CONSIGNE: Reproduisez intégralement le texte fourni ci-dessous, sans y apporter la moindre modification.
═══ TEXTE FOURNI
Copies exécutoires RÉPUBLIQUE FRANÇAISE
délivrées aux parties le : AU NOM DU PEUPLE FRANÇAIS
COUR D'APPEL DE PARIS
Pôle 1 - Chambre 9
ARRET DU 16 JANVIER 2023
(N° 16 /2023, 4 pages)
Numéro d'inscription au répertoire général : N° RG 20/00470 - N° Portalis 35L7-V-B7E-CCRYH
Décision déférée à la Cour : Décision du 29 Juillet 2020 -Bâtonnier de l'ordre des avocats de PARIS - RG n° 220/323535
APPELANTE
Madame [P] [E] [I]
[Adresse 2]
[Localité 4] (ITALIE)
Représentée par Me Luc MONIN, avocat au barreau de PARIS, toque : C1973
INTIME
Maître [T] [L]
[Adresse 1]
[Localité 3]
Comparant en personne
COMPOSITION DE LA COUR :
En application des dispositions des articles 786 et 907 du code de procédure civile, l'affaire a été débattue le 14 Novembre 2022, en audience publique, les avocats ne s'y étant pas opposé, devant Mme Claire DAVID, magistrat honoraire désigné par décret du 17 août 2020 du Président de la République aux fins d'exercer des fonctions juridictionnelles, entendue en son rapport.
Ce magistrat a rendu compte des plaidoiries dans le délibéré de la Cour, composée de :
M Michel RISPE, Président de chambre
Mme Laurence CHAINTRON, Conseillère
Mme Claire DAVID, Magistrat honoraire
Greffier, lors des débats : Mme Marylène BOGAERS
ARRÊT :
- contradictoire
- par mise à disposition de l'arrêt au greffe de la Cour, les parties en ayant été préalablement avisées dans les conditions prévues au deuxième alinéa de l'article 450 du code de procédure civile.
══════
═══ DONNÉES PRÉSENTÉES
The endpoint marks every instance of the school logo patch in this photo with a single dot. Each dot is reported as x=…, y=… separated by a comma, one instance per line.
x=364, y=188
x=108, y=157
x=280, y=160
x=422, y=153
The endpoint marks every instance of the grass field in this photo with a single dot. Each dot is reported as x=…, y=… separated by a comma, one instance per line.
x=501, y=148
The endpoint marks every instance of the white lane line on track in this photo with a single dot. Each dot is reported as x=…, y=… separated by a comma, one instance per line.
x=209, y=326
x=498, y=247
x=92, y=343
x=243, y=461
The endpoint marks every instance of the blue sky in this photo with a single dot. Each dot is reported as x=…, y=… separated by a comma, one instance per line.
══════
RÉSULTAT ATTENDU:
Copies exécutoires RÉPUBLIQUE FRANÇAISE
délivrées aux parties le : AU NOM DU PEUPLE FRANÇAIS
COUR D'APPEL DE PARIS
Pôle 1 - Chambre 9
ARRET DU 16 JANVIER 2023
(N° 16 /2023, 4 pages)
Numéro d'inscription au répertoire général : N° RG 20/00470 - N° Portalis 35L7-V-B7E-CCRYH
Décision déférée à la Cour : Décision du 29 Juillet 2020 -Bâtonnier de l'ordre des avocats de PARIS - RG n° 220/323535
APPELANTE
Madame [P] [E] [I]
[Adresse 2]
[Localité 4] (ITALIE)
Représentée par Me Luc MONIN, avocat au barreau de PARIS, toque : C1973
INTIME
Maître [T] [L]
[Adresse 1]
[Localité 3]
Comparant en personne
COMPOSITION DE LA COUR :
En application des dispositions des articles 786 et 907 du code de procédure civile, l'affaire a été débattue le 14 Novembre 2022, en audience publique, les avocats ne s'y étant pas opposé, devant Mme Claire DAVID, magistrat honoraire désigné par décret du 17 août 2020 du Président de la République aux fins d'exercer des fonctions juridictionnelles, entendue en son rapport.
Ce magistrat a rendu compte des plaidoiries dans le délibéré de la Cour, composée de :
M Michel RISPE, Président de chambre
Mme Laurence CHAINTRON, Conseillère
Mme Claire DAVID, Magistrat honoraire
Greffier, lors des débats : Mme Marylène BOGAERS
ARRÊT :
- contradictoire
- par mise à disposition de l'arrêt au greffe de la Cour, les parties en ayant été préalablement avisées dans les conditions prévues au deuxième alinéa de l'article 450 du code de procédure civile.